Rows from a box labeling dataset
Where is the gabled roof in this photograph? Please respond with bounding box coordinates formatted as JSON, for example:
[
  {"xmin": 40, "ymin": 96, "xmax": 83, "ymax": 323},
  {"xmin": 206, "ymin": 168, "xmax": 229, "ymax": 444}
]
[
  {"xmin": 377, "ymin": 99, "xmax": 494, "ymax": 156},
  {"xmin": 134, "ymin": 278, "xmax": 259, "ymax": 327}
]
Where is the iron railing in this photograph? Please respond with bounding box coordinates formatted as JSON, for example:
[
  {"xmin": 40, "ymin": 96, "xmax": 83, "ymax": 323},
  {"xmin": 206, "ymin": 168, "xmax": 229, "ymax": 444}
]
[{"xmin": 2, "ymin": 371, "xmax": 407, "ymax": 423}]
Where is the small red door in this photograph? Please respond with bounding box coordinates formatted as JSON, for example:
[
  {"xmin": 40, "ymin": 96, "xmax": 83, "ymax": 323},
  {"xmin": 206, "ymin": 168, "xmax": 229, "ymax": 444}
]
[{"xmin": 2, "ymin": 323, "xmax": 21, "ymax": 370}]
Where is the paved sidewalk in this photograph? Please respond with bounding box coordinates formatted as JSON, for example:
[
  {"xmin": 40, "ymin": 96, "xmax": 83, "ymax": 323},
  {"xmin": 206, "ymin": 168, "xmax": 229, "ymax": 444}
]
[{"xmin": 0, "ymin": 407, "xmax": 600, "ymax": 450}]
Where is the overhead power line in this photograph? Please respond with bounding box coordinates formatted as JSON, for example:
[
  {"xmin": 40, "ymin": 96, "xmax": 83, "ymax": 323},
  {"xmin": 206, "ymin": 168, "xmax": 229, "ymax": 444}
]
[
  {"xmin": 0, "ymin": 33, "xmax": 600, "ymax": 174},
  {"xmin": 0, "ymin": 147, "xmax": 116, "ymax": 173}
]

* * *

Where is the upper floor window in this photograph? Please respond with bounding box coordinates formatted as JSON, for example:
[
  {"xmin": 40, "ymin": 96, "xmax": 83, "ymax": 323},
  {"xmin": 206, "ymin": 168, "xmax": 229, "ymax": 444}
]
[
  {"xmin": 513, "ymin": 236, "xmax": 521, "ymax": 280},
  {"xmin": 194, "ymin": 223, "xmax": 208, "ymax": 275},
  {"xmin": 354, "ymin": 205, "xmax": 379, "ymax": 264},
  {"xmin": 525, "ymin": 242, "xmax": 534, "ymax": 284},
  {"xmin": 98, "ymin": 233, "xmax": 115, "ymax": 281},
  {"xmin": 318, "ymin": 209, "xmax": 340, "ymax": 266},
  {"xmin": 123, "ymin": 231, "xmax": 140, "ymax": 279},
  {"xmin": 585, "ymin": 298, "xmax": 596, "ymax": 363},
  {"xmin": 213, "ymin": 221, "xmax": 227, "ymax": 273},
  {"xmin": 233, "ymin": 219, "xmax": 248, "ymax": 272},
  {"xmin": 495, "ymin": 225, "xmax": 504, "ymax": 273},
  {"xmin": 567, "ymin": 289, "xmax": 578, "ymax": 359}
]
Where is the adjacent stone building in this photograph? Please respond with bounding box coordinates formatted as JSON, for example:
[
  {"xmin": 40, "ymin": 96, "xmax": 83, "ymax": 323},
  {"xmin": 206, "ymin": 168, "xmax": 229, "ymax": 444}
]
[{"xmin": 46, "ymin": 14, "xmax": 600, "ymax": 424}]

What is asked: Collect every line of the records that contains the word "power".

Written solution:
Where is the overhead power line in this photograph? Please respond with bounding box coordinates formatted as JSON, for example:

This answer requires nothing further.